Task directions =
Please revise the records below by changing every "point out" to "mark" and leaving everything else as it is. Omit the pictures from your version.
>> Start
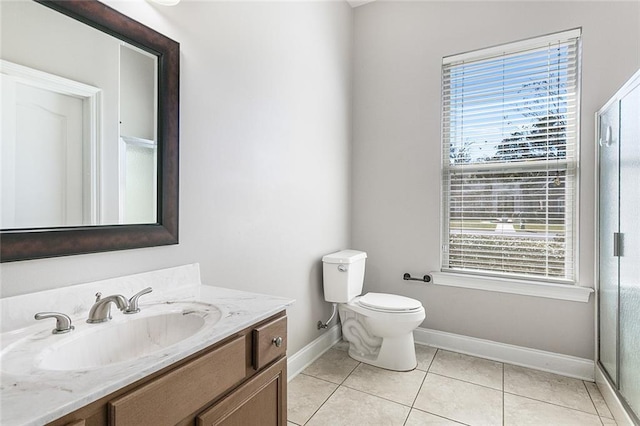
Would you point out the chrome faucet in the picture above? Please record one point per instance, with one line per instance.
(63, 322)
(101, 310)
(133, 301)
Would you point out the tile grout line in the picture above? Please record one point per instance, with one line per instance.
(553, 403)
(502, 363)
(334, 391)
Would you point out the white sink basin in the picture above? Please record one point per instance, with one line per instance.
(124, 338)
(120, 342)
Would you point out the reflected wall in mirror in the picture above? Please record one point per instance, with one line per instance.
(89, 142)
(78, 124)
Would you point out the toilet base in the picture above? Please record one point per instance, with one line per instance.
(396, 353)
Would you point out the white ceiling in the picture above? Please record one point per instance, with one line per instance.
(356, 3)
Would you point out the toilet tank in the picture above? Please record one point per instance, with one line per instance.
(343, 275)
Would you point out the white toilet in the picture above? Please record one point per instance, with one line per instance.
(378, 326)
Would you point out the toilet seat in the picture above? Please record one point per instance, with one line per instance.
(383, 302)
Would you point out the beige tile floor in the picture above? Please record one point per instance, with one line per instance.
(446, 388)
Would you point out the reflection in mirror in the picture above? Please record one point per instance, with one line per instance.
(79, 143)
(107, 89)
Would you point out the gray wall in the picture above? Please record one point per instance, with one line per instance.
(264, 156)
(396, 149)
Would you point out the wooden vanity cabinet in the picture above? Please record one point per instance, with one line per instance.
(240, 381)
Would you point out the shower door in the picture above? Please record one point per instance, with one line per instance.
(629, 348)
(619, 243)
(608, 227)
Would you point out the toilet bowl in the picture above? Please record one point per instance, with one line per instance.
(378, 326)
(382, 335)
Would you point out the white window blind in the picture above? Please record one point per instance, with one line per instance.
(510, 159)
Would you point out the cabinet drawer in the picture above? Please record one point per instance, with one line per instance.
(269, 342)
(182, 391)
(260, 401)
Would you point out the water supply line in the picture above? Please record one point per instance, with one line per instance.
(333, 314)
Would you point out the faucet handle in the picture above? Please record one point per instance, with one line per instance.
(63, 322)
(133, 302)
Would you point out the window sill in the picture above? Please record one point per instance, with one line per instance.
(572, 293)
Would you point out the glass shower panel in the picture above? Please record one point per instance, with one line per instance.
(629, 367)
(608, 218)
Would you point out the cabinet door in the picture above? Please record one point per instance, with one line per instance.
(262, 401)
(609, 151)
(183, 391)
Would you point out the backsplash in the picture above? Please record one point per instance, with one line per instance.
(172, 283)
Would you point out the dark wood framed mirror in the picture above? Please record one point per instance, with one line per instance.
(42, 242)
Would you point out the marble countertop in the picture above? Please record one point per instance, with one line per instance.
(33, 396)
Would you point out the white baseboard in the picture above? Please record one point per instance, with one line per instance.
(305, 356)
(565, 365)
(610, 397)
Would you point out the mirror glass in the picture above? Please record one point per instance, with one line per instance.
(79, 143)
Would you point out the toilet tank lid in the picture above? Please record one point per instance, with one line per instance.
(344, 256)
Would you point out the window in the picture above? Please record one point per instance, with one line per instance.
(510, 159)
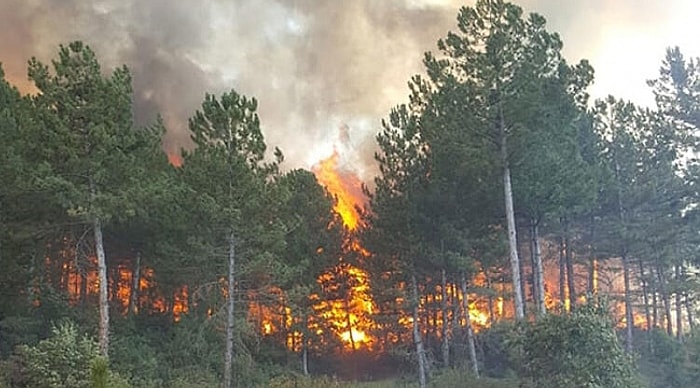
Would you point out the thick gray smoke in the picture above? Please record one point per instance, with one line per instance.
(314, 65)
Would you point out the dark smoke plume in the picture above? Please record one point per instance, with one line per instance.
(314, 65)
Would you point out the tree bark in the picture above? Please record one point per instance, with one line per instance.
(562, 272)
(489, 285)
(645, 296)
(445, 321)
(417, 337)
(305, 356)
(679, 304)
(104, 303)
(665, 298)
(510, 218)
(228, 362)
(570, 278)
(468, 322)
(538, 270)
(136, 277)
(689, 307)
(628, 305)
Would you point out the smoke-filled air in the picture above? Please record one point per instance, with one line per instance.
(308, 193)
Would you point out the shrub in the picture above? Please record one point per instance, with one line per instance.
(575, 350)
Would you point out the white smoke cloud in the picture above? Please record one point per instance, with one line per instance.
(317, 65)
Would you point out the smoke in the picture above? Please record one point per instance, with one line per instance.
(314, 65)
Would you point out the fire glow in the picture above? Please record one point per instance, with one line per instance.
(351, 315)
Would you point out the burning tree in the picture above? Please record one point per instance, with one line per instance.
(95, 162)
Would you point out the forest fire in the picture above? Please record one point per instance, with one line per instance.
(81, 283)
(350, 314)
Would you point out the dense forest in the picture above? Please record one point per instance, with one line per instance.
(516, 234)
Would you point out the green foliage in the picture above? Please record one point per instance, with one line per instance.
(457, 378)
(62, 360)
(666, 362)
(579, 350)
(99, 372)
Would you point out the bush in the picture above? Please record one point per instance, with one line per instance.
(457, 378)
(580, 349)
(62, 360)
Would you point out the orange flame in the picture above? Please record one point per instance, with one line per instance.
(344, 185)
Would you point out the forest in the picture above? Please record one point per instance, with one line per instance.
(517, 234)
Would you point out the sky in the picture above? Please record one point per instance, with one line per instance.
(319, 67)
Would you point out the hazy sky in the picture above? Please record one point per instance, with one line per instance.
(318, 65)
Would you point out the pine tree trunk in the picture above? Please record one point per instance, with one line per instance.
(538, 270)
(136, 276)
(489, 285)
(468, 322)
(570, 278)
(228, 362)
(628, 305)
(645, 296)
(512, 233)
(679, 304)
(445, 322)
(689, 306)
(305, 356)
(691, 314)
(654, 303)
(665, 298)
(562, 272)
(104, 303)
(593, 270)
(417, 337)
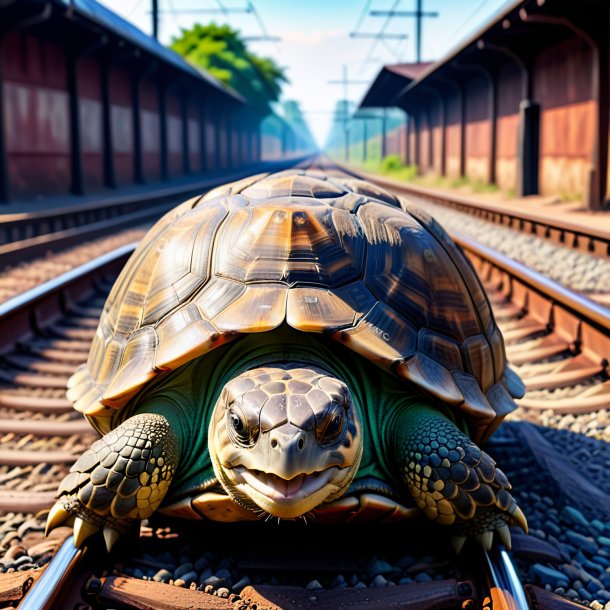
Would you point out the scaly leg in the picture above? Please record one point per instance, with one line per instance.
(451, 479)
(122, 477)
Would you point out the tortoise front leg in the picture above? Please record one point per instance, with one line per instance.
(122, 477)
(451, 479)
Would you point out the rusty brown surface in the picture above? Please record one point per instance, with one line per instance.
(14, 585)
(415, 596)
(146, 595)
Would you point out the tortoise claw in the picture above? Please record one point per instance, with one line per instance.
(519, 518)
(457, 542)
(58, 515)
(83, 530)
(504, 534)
>> End
Solution for this exercise =
Would you mark the chrome faucet in the picture above? Please record one point per instance, with one line per instance.
(63, 322)
(101, 310)
(133, 301)
Would you mark the tile grout line in the picture above? Please record one point per instance, with one line per instance.
(553, 403)
(502, 363)
(334, 391)
Would you mark the white sink basin in the picture above? Please record one point per instance, with one line per instance.
(124, 338)
(120, 342)
Would you mark the reflected wall in mirror in the picture above? Please record one point per instance, with one line per instance.
(89, 142)
(78, 124)
Would you mark the toilet base in the picture above? Please record one point per instance, with one line per instance.
(396, 353)
Would you mark the white ceiling in the picture above? Please record one point per instance, with one line per instance.
(356, 3)
Would you mark the toilet tank in the picture above? Please record one point per instance, with one line per instance.
(343, 275)
Would you mark the white toilet in the picture above? Please record one point per instance, with one line per instance.
(378, 326)
Would you mark the toilet seat in the picture above? Please record one point per instance, with one line per instance.
(383, 302)
Would you mark the beige tile floor in the picture above? Please record one point per instance, with one line per instance.
(446, 388)
Would you mark the reflection in mirror in the picture above? Please record one point per instance, with one line per instance.
(79, 143)
(107, 89)
Would you mark the gray wall in the picture above? Please record one point per instance, with one line per instance.
(264, 156)
(396, 149)
Would you mark the wooden vanity cabinet in the picture above? Please record one point per instance, with one line per instance.
(240, 381)
Would you mark the shower door in the picture above? Please record one point per instance, with one line per instance.
(629, 348)
(619, 243)
(608, 227)
Would you mark the toilet bowl in the picture above? Please record one point per instance, with one line per instance.
(378, 326)
(382, 335)
Would you mark the white window blind in the picture above? Please record one point per instance, with one line per instance.
(510, 159)
Would you mark the cabinet drawer in the picture above? Please record one point per instance, with one line per instance.
(269, 342)
(182, 391)
(260, 401)
Would you mark the water supply line in the picture above? Please record one point per instance, with one line per instance.
(333, 314)
Would you mark the faucet handle in the picture above? Please record one point per instance, with one line per instance.
(63, 322)
(133, 302)
Would you mark the window sill in the picture above? Please record one point per instance, with one line per instance.
(572, 293)
Would you mark the glass shower panel in the picture above? Please record one point per instance, with one line per instance.
(629, 367)
(608, 218)
Would you mark the cabinet door in the picture above? Please record one point per instance, with one line per instance.
(262, 401)
(609, 151)
(183, 391)
Would you mark the backsplash in the picture above? Please record one point per instance, with one line per instance.
(172, 283)
Would you mark the dark wood framed mirror in the picture above? Please record one point per instance, with one line per instance.
(42, 242)
Would you mark the marble countertop in the picture above? Please record one point per instance, with one line per instance.
(33, 396)
Would you mark the white baseboard in the picture above? Please record one point per instance, with one line per instance.
(305, 356)
(565, 365)
(610, 397)
Would you mark the mirror glass in the picture above? Please record one point per instance, with one line per instance.
(79, 143)
Would you mark the toilet tank lid in the picture above? Please record one point per instance, with one line per instance.
(344, 256)
Would you mark the window in the picture above? Please record one point per instance, with one line per instance.
(510, 159)
Would you mark the thick gray smoke in the picture above? Please record one point per instance, with one line per instance.
(314, 65)
Would you mark the dark smoke plume in the picture above? Please record one point per instance, with one line per instance.
(314, 65)
Would you mark the tree bark in the picture above? Please record one point per instance, with one line per instance.
(562, 272)
(489, 285)
(645, 296)
(445, 321)
(417, 337)
(305, 356)
(679, 304)
(104, 303)
(665, 298)
(510, 218)
(228, 362)
(570, 278)
(468, 322)
(538, 270)
(136, 277)
(689, 307)
(628, 305)
Would you mark the smoke-filled air in the picture above? Please record one point per instance, with one line per instance.
(308, 193)
Would you mark the shrub in the picture above? Please record one point per instance, with one line per instance.
(575, 350)
Would you mark the white smoke cloud in the picture above? Please record one point per instance, with one line per instance.
(317, 65)
Would you mark the smoke in the picture above? Please record one point per instance, with one line per instance.
(314, 65)
Would you mark the fire glow in the picture above? Please record one point per instance, with one line per instance.
(351, 315)
Would you mark the burning tree in the picture above? Please record one point per instance, with one line per instance.
(95, 162)
Would you mark the forest fire in the picture above? Please record one point per instance, with one line per instance.
(81, 283)
(350, 314)
Would you mark the dense forest in the picture above? Please record one point per instance, with one line per instance.
(516, 234)
Would you mark the green foliage in the picture above? Please record one point per instance, with one line per instance.
(457, 378)
(62, 360)
(666, 362)
(579, 350)
(99, 372)
Would you mark the bush in the picture above? Please record one point per instance, with one line per instance.
(457, 378)
(580, 349)
(62, 360)
Would you mark the orange flame in the picture above? Please record one point per instance, with one line per instance.
(344, 185)
Would you mark the forest in the picture above? Please record one point per instance, with one line per instance.
(517, 234)
Would you mark the sky in the picture above? Please record one point per instance, with one line per instance.
(319, 67)
Would you mark the hazy sky in the picture above? Please record one point per instance, with one line per instance.
(318, 65)
Would you mark the pine tree trunk in the picture above? Please record one point per instance, with one line per instance.
(538, 270)
(136, 276)
(489, 285)
(468, 322)
(570, 278)
(228, 362)
(628, 305)
(645, 296)
(512, 233)
(679, 304)
(445, 322)
(689, 306)
(305, 356)
(691, 314)
(654, 303)
(665, 298)
(562, 272)
(104, 303)
(593, 270)
(417, 337)
Would you mark the scaly leg in the picture above? Please record one point per instance, with one line per instance.
(451, 479)
(122, 477)
Would you mark the tortoise front leg in the picture above? Please record one point per instance, with one line per instance.
(122, 477)
(451, 479)
Would you mark the rusty brown surface in the picture above? Please record one point per instance, with one line per instance.
(14, 585)
(415, 596)
(146, 595)
Would you mark the tortoise claw in the picture above? Please record one point per instance, with one line per instance.
(519, 518)
(457, 542)
(58, 515)
(83, 530)
(504, 534)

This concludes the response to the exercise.